:: Task details ::
What you return must match every record word for word.

>>>>

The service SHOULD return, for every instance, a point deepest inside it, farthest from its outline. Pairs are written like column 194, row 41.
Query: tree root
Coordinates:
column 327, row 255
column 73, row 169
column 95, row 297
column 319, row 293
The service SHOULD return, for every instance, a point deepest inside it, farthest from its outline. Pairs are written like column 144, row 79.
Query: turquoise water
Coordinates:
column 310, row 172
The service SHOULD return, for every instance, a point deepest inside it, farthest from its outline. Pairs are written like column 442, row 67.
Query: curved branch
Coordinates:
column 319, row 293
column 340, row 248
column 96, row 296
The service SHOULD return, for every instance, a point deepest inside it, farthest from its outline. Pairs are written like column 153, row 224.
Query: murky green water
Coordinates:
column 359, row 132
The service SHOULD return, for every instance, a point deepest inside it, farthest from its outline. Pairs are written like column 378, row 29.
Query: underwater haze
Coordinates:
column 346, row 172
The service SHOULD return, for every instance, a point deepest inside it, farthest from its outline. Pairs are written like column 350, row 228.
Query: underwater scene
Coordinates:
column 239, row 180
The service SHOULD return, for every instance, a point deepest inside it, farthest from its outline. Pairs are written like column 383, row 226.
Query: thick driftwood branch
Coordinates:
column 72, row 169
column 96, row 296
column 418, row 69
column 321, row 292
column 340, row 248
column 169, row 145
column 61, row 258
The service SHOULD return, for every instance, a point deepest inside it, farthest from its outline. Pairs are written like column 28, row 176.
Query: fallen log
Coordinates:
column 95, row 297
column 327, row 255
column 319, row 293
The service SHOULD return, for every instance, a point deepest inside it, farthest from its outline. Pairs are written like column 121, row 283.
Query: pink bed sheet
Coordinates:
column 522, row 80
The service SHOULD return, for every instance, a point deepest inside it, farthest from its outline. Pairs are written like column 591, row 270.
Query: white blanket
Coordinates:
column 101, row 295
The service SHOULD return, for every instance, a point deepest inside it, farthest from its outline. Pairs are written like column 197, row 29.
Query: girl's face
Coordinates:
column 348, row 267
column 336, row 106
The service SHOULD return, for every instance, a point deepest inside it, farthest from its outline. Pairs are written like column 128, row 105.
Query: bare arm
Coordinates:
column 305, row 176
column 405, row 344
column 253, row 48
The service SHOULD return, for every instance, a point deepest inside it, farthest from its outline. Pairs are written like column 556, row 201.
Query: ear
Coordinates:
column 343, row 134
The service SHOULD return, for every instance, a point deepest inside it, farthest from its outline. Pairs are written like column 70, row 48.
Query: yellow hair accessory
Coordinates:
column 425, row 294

<<<<

:: Result of the task ::
The service SHOULD return, for every instance, a point deepest inside it, farthest from its outline. Pairs are written like column 194, row 41.
Query: tree root
Coordinates:
column 327, row 255
column 73, row 169
column 95, row 297
column 319, row 293
The service SHOULD return, for every instance, a point deepest inside it, farthest from its outline. Pairs are written like column 144, row 79.
Query: turquoise water
Coordinates:
column 310, row 172
The service SHOULD return, for every instance, a point deepest inside it, farthest from its outline. Pairs are written like column 442, row 67.
Query: curved branch
Coordinates:
column 319, row 293
column 340, row 248
column 96, row 296
The service SHOULD return, for every instance, a point deepest inside it, farthest from its outline. Pairs are written like column 153, row 224.
Query: murky green water
Coordinates:
column 359, row 132
The service SHOULD return, for every instance, a point deepest inside it, farthest from its outline. Pairs are written like column 378, row 29.
Query: underwater haze
Coordinates:
column 346, row 172
The service SHOULD return, for every instance, a point deepest inside it, farthest from its outline. Pairs are written like column 350, row 228.
Query: underwater scene
Coordinates:
column 239, row 180
The service SHOULD return, for every instance, a point deepest inside it, farthest from its outline. Pairs are written like column 383, row 226.
Query: thick driftwood branch
Coordinates:
column 72, row 169
column 96, row 296
column 418, row 69
column 321, row 292
column 340, row 248
column 169, row 145
column 61, row 258
The service SHOULD return, for every instance, a point deepest inside it, farthest from its outline. Pairs are written like column 28, row 176.
Query: fallen log
Coordinates:
column 95, row 297
column 327, row 255
column 319, row 293
The service SHOULD return, for every instance, a point deepest inside it, farthest from its outline. Pairs are written like column 121, row 283.
Query: pink bed sheet
Coordinates:
column 522, row 80
The service SHOULD return, for every instance, a point deepest inside it, farthest from its outline. Pairs are written like column 591, row 270.
Query: white blanket
Coordinates:
column 101, row 295
The service SHOULD return, for every instance, a point deepest inside it, farthest from its outline. Pairs are written like column 197, row 29.
Query: girl's face
Coordinates:
column 348, row 267
column 336, row 106
The service SHOULD return, for every instance, a point deepest inside it, farthest from its outline. Pairs are written like column 128, row 105.
Query: bare arm
Coordinates:
column 305, row 176
column 405, row 344
column 253, row 48
The service SHOULD return, for every instance, a point deepest inside it, farthest from its outline. Pairs are written like column 556, row 201.
Query: ear
Coordinates:
column 343, row 134
The service SHOULD return, for every instance, a point deepest inside it, farthest from its outline. Pairs are written like column 70, row 48.
Query: yellow hair accessory
Coordinates:
column 425, row 294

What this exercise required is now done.